• Challenge:
Copy the entries again from their start through the line containing "[(701, 431)]", requests included. Multiply every coordinate in the answers by 0.6 and round to whole numbers, with halves rounded up; leave the requests and their sample coordinates unchanged.

(Data items)
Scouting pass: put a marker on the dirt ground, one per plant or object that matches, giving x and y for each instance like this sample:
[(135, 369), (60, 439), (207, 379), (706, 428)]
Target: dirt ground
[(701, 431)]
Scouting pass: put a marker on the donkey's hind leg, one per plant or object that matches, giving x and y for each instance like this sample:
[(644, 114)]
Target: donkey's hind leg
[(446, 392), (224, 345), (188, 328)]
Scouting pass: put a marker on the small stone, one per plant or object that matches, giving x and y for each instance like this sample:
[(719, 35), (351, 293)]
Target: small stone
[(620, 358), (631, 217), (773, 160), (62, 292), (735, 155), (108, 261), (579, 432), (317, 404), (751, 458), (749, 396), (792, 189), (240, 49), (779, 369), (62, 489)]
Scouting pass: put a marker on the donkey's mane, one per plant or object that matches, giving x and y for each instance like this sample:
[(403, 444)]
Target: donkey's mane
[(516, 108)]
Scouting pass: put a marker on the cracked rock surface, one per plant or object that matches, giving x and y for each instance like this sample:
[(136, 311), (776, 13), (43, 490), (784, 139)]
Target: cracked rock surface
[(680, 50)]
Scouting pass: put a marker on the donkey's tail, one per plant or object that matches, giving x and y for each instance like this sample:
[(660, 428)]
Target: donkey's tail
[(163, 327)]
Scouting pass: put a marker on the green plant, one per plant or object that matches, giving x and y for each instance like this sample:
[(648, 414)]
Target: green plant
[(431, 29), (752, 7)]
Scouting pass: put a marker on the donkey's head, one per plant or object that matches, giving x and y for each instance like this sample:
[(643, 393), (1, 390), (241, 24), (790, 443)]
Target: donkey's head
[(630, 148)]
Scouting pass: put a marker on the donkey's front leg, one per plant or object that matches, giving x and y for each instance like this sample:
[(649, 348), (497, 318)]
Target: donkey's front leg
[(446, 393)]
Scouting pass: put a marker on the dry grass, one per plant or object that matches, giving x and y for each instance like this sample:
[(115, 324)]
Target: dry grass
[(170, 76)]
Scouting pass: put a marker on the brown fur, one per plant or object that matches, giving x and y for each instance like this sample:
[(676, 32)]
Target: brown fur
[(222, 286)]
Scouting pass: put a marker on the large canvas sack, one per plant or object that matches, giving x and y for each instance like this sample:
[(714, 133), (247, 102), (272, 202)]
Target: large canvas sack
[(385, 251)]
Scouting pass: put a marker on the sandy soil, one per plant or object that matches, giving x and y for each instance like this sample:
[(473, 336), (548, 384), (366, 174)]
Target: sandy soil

• Worked answer:
Scouting pass: put a marker on the dirt ground, one per plant or object that matches, giving x and y for each instance like this sample:
[(135, 369), (60, 439), (207, 379), (706, 428)]
Target: dirt ground
[(421, 259)]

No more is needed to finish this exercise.